▸ Section de texte:
©Irène Karabayinga
« Ce jour-là, il (Emmanuel Kant) est assis à sa table de travail, fenêtre ouverte sur le jardin. Au-dessus de son bureau, un portrait de Jean-Jacques Rousseau, seule décoration de toute la maison. Le regard du penseur, un instant diverti de sa tâche, se perd dans la contemplation de son jardin, dans les entrelacs de branchages. D’habitude, la végétation est toujours parfaitement taillée, mais le jardinier, souffrant, a été absent quelques jours. Aussi la nature a-t-elle repris ses droits, sur la base toutefois d’un ordre longtemps entretenu. Un sentiment étrange l’envahit soudain. Le théoricien du « conflit des facultés » vient de découvrir qu’il est un moment où cesse le conflit : c’est le moment où nous éprouvons le « sentiment du beau ». Dans les milliers de pages qu’il a déjà écrites, pas une seule ligne n’est capable d’éclairer ce qu’il vient de ressentir. Il l’admet. Là est son courage, son immense honnêteté. Et il décide de se lancer, malgré son âge, dans un nouveau chantier : La Critique de la faculté de juger vient de commencer à s’écrire. On y trouvera bientôt cette définition du plaisir esthétique, qui fera date : un « jeu libre et harmonieux des facultés humaines« .

▸ Données enregistrées:
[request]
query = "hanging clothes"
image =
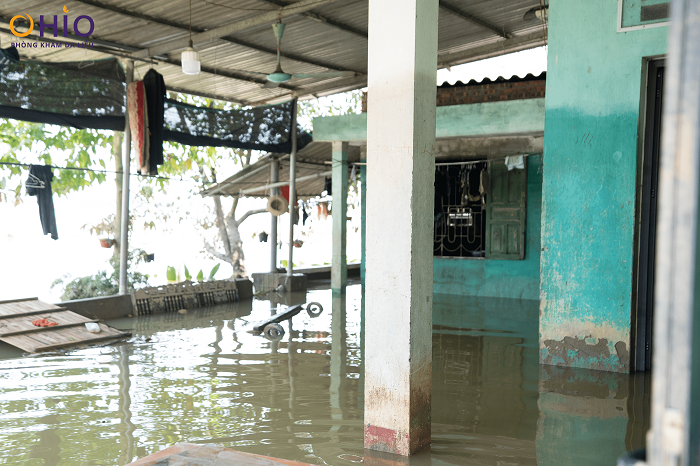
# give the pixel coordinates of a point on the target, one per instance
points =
(154, 87)
(138, 123)
(42, 174)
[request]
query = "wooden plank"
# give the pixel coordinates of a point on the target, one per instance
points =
(18, 300)
(40, 329)
(82, 342)
(33, 313)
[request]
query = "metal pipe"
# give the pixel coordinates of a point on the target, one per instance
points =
(124, 236)
(292, 187)
(274, 177)
(284, 183)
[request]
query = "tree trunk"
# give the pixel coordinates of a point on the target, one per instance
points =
(117, 151)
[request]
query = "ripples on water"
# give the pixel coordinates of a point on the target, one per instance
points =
(201, 378)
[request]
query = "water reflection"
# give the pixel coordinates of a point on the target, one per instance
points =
(202, 378)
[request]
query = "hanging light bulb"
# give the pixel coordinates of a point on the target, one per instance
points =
(190, 61)
(190, 57)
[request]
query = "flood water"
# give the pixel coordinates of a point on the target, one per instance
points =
(202, 378)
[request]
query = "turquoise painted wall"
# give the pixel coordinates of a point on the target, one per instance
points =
(500, 278)
(594, 83)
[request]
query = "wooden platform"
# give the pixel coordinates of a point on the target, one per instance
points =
(16, 327)
(188, 454)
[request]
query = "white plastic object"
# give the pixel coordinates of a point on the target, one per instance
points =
(92, 327)
(190, 61)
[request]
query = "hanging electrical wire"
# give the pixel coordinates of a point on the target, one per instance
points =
(95, 170)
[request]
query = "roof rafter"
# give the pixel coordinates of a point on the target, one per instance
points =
(322, 19)
(185, 27)
(128, 48)
(230, 28)
(473, 19)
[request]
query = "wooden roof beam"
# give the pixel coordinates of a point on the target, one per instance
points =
(228, 29)
(322, 19)
(229, 39)
(473, 19)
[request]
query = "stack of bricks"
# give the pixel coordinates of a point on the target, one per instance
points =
(487, 91)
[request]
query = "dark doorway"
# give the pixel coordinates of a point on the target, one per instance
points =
(647, 217)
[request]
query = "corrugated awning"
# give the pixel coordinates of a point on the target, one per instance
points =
(313, 165)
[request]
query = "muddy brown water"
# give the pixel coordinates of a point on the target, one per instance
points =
(201, 378)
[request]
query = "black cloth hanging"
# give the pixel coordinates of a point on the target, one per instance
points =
(44, 196)
(154, 88)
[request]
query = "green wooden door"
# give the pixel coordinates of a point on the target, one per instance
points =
(505, 212)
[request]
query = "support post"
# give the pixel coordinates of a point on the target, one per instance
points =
(339, 264)
(675, 425)
(124, 236)
(402, 73)
(274, 178)
(292, 187)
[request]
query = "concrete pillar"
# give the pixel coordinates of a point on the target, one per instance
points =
(339, 265)
(399, 290)
(124, 227)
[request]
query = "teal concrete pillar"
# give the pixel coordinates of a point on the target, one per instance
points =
(363, 212)
(339, 266)
(402, 71)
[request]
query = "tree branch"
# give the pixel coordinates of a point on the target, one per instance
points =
(210, 249)
(249, 213)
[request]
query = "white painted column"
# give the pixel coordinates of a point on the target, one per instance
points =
(292, 188)
(399, 276)
(124, 235)
(339, 264)
(274, 178)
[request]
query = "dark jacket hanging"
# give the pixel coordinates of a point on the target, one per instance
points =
(154, 88)
(44, 196)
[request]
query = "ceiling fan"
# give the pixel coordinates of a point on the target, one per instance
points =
(278, 76)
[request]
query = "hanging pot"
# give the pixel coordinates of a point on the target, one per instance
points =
(107, 242)
(277, 205)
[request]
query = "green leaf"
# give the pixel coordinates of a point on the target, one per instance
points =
(213, 271)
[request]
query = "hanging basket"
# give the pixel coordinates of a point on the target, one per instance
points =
(107, 242)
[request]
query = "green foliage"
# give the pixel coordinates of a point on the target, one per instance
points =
(53, 145)
(102, 284)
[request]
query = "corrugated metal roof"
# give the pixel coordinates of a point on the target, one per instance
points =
(314, 159)
(513, 79)
(309, 45)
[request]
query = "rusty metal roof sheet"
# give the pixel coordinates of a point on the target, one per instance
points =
(326, 37)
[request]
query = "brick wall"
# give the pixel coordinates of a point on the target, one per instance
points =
(462, 94)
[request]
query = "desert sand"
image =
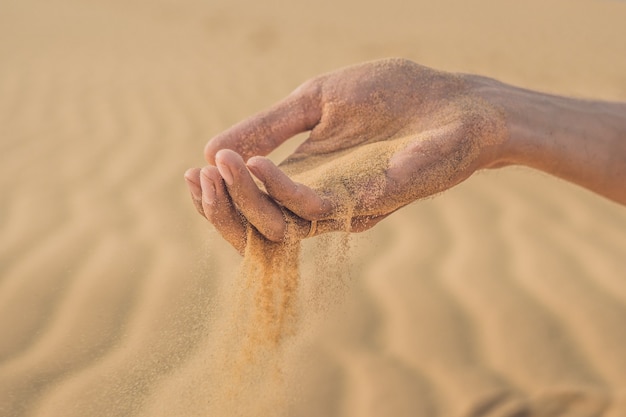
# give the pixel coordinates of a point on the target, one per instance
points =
(505, 296)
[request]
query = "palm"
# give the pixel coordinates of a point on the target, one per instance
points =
(381, 136)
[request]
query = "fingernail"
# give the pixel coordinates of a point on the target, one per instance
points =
(194, 189)
(208, 189)
(225, 173)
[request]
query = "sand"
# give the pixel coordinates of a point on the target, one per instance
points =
(505, 296)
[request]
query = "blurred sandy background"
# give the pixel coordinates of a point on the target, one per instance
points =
(504, 297)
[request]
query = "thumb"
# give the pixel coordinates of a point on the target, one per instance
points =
(265, 131)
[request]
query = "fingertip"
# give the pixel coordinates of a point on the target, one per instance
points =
(210, 151)
(191, 175)
(208, 186)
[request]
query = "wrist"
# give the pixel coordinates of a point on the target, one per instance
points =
(581, 141)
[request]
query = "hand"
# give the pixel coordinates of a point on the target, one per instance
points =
(382, 135)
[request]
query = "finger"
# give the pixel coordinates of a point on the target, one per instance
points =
(256, 206)
(297, 197)
(219, 210)
(262, 133)
(192, 177)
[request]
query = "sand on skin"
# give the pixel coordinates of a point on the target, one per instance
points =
(505, 294)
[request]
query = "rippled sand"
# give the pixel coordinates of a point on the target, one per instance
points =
(504, 297)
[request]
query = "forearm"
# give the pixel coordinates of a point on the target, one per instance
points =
(581, 141)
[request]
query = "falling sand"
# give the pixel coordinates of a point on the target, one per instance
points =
(265, 305)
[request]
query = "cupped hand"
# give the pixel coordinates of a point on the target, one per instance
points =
(382, 135)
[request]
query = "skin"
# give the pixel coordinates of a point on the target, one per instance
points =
(433, 129)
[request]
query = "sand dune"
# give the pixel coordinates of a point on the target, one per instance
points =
(503, 297)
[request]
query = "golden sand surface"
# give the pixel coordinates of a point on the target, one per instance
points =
(505, 296)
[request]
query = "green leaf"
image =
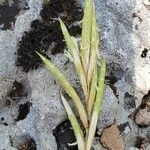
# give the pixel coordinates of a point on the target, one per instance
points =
(86, 34)
(97, 105)
(69, 89)
(76, 127)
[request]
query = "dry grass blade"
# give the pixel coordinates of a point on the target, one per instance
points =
(76, 127)
(74, 51)
(97, 105)
(86, 34)
(69, 89)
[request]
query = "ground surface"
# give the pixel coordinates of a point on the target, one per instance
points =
(31, 113)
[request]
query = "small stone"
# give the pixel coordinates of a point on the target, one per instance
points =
(146, 2)
(111, 138)
(142, 117)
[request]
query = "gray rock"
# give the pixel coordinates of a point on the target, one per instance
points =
(108, 112)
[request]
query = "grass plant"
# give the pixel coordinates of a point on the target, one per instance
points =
(91, 75)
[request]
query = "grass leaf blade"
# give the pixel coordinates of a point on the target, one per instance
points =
(97, 105)
(69, 89)
(76, 127)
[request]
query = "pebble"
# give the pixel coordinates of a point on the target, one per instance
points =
(111, 138)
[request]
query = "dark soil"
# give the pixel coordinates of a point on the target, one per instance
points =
(64, 134)
(46, 33)
(18, 90)
(28, 145)
(8, 13)
(23, 110)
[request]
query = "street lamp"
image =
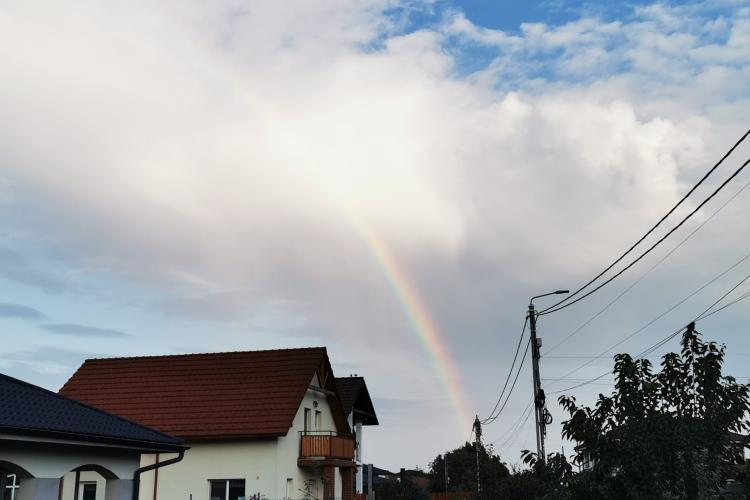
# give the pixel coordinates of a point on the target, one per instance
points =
(541, 415)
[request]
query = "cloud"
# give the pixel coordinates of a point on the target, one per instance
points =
(8, 310)
(83, 331)
(236, 162)
(45, 366)
(17, 268)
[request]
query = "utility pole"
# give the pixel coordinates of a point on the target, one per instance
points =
(539, 399)
(477, 443)
(445, 470)
(541, 415)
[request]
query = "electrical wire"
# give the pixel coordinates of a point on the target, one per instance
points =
(655, 226)
(507, 398)
(705, 314)
(510, 373)
(520, 423)
(657, 264)
(658, 242)
(664, 313)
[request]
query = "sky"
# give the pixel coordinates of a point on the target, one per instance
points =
(391, 179)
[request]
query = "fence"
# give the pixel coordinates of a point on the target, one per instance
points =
(452, 495)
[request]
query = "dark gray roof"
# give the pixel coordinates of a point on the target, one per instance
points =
(26, 409)
(355, 397)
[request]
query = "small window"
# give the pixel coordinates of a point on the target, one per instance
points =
(289, 488)
(11, 487)
(227, 489)
(88, 491)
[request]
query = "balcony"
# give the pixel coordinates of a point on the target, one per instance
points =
(325, 448)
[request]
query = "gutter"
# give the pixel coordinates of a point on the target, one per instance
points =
(157, 465)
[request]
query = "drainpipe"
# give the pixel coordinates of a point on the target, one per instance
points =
(157, 465)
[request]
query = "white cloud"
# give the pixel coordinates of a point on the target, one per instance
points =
(225, 153)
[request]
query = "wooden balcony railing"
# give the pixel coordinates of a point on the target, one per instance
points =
(325, 444)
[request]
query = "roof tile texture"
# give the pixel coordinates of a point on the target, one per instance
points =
(26, 407)
(202, 396)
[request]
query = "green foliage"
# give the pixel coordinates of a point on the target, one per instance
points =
(462, 471)
(663, 435)
(397, 490)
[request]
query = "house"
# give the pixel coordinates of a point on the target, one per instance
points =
(55, 448)
(260, 424)
(359, 411)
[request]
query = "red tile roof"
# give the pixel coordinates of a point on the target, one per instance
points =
(207, 396)
(356, 398)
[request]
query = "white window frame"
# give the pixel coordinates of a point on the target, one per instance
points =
(83, 487)
(12, 485)
(226, 483)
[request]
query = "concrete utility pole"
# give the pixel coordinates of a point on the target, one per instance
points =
(539, 403)
(445, 470)
(541, 415)
(477, 443)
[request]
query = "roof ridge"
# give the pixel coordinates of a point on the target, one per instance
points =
(217, 353)
(84, 405)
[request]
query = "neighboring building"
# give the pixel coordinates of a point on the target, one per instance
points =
(262, 424)
(359, 411)
(54, 448)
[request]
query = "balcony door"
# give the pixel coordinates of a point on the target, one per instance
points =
(227, 489)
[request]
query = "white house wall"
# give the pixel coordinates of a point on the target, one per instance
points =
(50, 461)
(69, 482)
(265, 465)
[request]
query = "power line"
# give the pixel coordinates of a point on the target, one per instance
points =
(664, 313)
(510, 373)
(723, 184)
(743, 297)
(520, 423)
(705, 314)
(653, 228)
(513, 386)
(657, 264)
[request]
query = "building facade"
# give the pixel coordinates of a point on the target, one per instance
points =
(259, 424)
(55, 448)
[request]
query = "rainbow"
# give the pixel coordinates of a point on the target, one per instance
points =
(422, 323)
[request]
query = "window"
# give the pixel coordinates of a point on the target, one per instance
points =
(11, 487)
(307, 419)
(88, 492)
(227, 489)
(289, 488)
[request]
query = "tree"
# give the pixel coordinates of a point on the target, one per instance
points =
(400, 490)
(667, 434)
(462, 471)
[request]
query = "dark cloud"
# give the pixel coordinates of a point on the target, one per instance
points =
(8, 310)
(47, 367)
(16, 268)
(83, 331)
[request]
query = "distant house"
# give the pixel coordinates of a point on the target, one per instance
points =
(54, 448)
(260, 424)
(359, 411)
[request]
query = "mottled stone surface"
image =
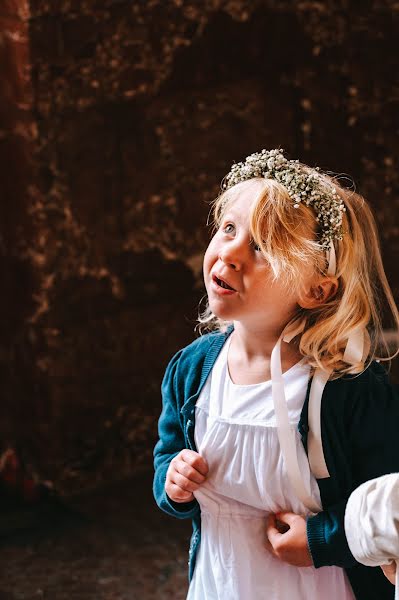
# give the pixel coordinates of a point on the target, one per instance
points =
(117, 122)
(116, 546)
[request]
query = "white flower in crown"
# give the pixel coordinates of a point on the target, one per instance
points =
(308, 187)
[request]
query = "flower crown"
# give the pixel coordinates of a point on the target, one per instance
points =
(308, 187)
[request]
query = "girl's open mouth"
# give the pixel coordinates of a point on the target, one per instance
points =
(223, 284)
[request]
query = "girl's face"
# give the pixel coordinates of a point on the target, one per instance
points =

▸ Consigne écrite 1: Résumez sous forme de liste le paragraphe du passage sur Kant qui commence par « Ce jour-là, il (Emmanuel Kant) est assis », en gardant ses faits essentiels.
▸ Consigne écrite 2: Dans le passage sur Kant, pourquoi la végétation du jardin n'est-elle pas parfaitement taillée comme d'habitude ? Répondez en une à trois phrases.

▸ Solution complète 1:
- Kant est assis à sa table de travail, fenêtre ouverte sur le jardin, sous un portrait de Jean-Jacques Rousseau, seule décoration de la maison.
- Un instant distrait, il contemple son jardin, moins bien taillé que d'habitude parce que le jardinier, souffrant, a été absent quelques jours.
- Un sentiment étrange l'envahit : il découvre que le conflit des facultés cesse au moment où l'on éprouve le « sentiment du beau ».
- Aucune ligne de ses milliers de pages n'éclaire ce ressenti, ce qu'il admet avec honnêteté.
- Malgré son âge, il commence La Critique de la faculté de juger, où il définira le plaisir esthétique comme un « jeu libre et harmonieux des facultés humaines ».

▸ Solution complète 2: Le jardinier, souffrant, a été absent quelques jours. La nature a donc repris ses droits, tout en gardant la base d'un ordre longtemps entretenu.